▸ **The exercise**
Will you give the material below again, every line exactly as it is?

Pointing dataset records
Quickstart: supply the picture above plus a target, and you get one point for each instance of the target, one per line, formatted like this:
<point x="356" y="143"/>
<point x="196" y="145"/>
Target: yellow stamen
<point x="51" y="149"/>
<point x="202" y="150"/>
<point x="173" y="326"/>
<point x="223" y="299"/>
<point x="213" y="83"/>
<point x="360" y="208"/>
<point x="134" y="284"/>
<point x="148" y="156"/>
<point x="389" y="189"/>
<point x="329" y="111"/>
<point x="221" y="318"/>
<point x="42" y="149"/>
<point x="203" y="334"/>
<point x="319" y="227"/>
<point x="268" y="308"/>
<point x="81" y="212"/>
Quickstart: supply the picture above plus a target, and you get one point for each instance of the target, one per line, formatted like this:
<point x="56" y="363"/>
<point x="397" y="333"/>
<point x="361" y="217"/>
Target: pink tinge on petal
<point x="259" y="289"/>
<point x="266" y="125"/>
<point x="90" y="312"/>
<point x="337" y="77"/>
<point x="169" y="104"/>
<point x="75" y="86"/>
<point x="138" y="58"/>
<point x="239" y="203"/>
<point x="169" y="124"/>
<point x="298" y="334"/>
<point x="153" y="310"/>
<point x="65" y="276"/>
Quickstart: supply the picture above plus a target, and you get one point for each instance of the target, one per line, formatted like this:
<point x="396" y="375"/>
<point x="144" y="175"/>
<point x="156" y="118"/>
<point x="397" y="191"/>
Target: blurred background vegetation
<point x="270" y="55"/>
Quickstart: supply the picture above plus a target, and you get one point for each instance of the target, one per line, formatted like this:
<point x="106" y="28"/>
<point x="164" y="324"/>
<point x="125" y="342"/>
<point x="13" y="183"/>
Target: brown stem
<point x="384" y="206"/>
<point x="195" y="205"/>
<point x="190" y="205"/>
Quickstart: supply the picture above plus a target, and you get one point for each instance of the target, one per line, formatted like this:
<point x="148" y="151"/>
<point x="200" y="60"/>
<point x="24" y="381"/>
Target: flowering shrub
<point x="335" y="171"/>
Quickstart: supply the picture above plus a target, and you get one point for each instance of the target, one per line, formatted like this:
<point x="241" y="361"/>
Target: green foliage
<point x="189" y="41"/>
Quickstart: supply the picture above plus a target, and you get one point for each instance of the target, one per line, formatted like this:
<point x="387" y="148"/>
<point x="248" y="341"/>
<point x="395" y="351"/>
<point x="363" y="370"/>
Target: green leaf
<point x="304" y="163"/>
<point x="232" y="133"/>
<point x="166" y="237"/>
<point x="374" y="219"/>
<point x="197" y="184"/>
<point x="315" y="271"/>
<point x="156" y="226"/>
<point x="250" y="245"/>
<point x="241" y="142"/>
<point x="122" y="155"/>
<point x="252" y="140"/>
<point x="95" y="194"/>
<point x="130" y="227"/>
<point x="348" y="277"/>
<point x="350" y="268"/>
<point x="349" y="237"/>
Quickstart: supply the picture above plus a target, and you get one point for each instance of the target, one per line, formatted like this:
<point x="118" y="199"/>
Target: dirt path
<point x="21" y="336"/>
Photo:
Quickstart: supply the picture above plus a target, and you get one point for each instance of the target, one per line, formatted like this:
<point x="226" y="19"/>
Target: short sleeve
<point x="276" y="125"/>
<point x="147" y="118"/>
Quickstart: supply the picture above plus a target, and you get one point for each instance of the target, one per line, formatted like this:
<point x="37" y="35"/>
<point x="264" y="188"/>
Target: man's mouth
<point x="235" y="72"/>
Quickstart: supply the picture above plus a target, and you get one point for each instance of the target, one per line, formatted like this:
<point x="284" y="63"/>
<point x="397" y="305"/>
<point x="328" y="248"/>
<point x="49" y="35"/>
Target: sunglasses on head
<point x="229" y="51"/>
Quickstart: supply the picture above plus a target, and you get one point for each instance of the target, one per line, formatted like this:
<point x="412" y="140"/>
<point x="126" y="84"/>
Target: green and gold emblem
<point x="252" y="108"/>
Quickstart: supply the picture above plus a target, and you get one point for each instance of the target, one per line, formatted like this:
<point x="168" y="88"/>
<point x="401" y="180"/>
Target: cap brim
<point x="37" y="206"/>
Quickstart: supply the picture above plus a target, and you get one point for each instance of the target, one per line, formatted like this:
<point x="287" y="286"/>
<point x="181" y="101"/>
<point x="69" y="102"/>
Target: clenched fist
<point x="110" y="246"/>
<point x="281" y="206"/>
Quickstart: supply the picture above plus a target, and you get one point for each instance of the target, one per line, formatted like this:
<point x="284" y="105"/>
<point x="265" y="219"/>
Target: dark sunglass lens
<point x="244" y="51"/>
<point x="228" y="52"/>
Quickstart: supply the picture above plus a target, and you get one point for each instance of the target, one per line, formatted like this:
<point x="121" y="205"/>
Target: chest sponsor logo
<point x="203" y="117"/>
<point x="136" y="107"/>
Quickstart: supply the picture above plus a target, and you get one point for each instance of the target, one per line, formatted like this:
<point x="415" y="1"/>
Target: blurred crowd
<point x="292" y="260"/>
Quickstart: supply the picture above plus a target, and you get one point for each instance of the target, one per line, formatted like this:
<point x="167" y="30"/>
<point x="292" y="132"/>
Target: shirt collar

▸ **Full answer**
Quickstart: supply the picture above plus a target, and you get one point for each instance of the target, one per line, formatted like this:
<point x="356" y="143"/>
<point x="196" y="145"/>
Target: yellow stamen
<point x="51" y="149"/>
<point x="202" y="150"/>
<point x="173" y="326"/>
<point x="223" y="299"/>
<point x="213" y="83"/>
<point x="360" y="208"/>
<point x="134" y="284"/>
<point x="148" y="156"/>
<point x="389" y="189"/>
<point x="329" y="111"/>
<point x="221" y="318"/>
<point x="42" y="149"/>
<point x="203" y="334"/>
<point x="319" y="227"/>
<point x="268" y="308"/>
<point x="81" y="212"/>
Quickstart: supply the picture above plus a target, and you get one point for each instance of the target, one per line, formatted like this:
<point x="56" y="363"/>
<point x="397" y="333"/>
<point x="361" y="217"/>
Target: pink tinge on petal
<point x="259" y="289"/>
<point x="266" y="125"/>
<point x="90" y="312"/>
<point x="337" y="77"/>
<point x="169" y="104"/>
<point x="75" y="86"/>
<point x="138" y="58"/>
<point x="239" y="203"/>
<point x="169" y="124"/>
<point x="298" y="334"/>
<point x="153" y="310"/>
<point x="65" y="276"/>
Quickstart: supply the picture above plus a target, and you get one point for each instance of the target, one per line, formatted like this:
<point x="396" y="375"/>
<point x="144" y="175"/>
<point x="156" y="118"/>
<point x="397" y="191"/>
Target: blurred background vegetation
<point x="270" y="55"/>
Quickstart: supply the picture above plus a target, and you get one point for each instance of the target, one per line, formatted like this:
<point x="106" y="28"/>
<point x="164" y="324"/>
<point x="125" y="342"/>
<point x="13" y="183"/>
Target: brown stem
<point x="384" y="206"/>
<point x="195" y="205"/>
<point x="190" y="205"/>
Quickstart: supply the picture above plus a target, and you get one point for each instance of the target, one per line, formatted like this:
<point x="148" y="151"/>
<point x="200" y="60"/>
<point x="24" y="381"/>
Target: flowering shrub
<point x="335" y="171"/>
Quickstart: supply the picture above plus a target, and you get one point for each instance of the target, one per line, formatted like this:
<point x="241" y="361"/>
Target: green foliage
<point x="189" y="41"/>
Quickstart: supply the picture above plus a target, and you get one point for each instance of the target, one per line, formatted like this:
<point x="387" y="148"/>
<point x="248" y="341"/>
<point x="395" y="351"/>
<point x="363" y="370"/>
Target: green leaf
<point x="304" y="163"/>
<point x="232" y="133"/>
<point x="166" y="237"/>
<point x="374" y="219"/>
<point x="197" y="184"/>
<point x="315" y="271"/>
<point x="156" y="226"/>
<point x="250" y="245"/>
<point x="241" y="142"/>
<point x="122" y="155"/>
<point x="252" y="140"/>
<point x="95" y="194"/>
<point x="130" y="227"/>
<point x="348" y="277"/>
<point x="350" y="268"/>
<point x="349" y="237"/>
Quickstart: supply the picture above plus a target, and you get one point for each instance of the target, one per line, formatted like this:
<point x="118" y="199"/>
Target: dirt path
<point x="21" y="336"/>
Photo:
Quickstart: supply the picture above plus a target, and you get one point for each instance of the target, one per line, formatted like this:
<point x="226" y="19"/>
Target: short sleeve
<point x="276" y="125"/>
<point x="147" y="118"/>
Quickstart: supply the picture above plus a target, and you get one point for each instance of the target, one per line, formatted like this:
<point x="37" y="35"/>
<point x="264" y="188"/>
Target: man's mouth
<point x="235" y="72"/>
Quickstart: supply the picture above plus a target, and you get one point for each instance of the target, one per line, formatted like this:
<point x="284" y="63"/>
<point x="397" y="305"/>
<point x="328" y="248"/>
<point x="49" y="35"/>
Target: sunglasses on head
<point x="229" y="51"/>
Quickstart: supply the picture above plus a target, and you get one point for each instance of the target, one per line, formatted like this:
<point x="412" y="140"/>
<point x="126" y="84"/>
Target: green and gold emblem
<point x="252" y="108"/>
Quickstart: supply the picture above plus a target, and you get one point for each instance of the target, one per line, formatted like this:
<point x="168" y="88"/>
<point x="401" y="180"/>
Target: cap brim
<point x="37" y="206"/>
Quickstart: supply the picture above plus a target, and you get one point for each instance of the target, one per line, formatted like this:
<point x="287" y="286"/>
<point x="181" y="101"/>
<point x="69" y="102"/>
Target: clenched fist
<point x="110" y="246"/>
<point x="281" y="206"/>
Quickstart: supply the picture above plus a target, and you get one point for each instance of the target, one per line, formatted like this:
<point x="284" y="105"/>
<point x="265" y="219"/>
Target: dark sunglass lens
<point x="244" y="51"/>
<point x="228" y="52"/>
Quickstart: supply the picture above plus a target, and you get one point for each instance of the target, one per line, formatted like this:
<point x="121" y="205"/>
Target: chest sponsor logo
<point x="203" y="117"/>
<point x="136" y="107"/>
Quickstart: supply the picture above plus a target, and you get one point for each instance of the target, one per line, formatted like this:
<point x="415" y="1"/>
Target: blurred crowd
<point x="292" y="260"/>
Quickstart: supply the picture above plus a target, and you get one point for each instance of the target, one per line, formatted like this:
<point x="167" y="30"/>
<point x="292" y="132"/>
Target: shirt collar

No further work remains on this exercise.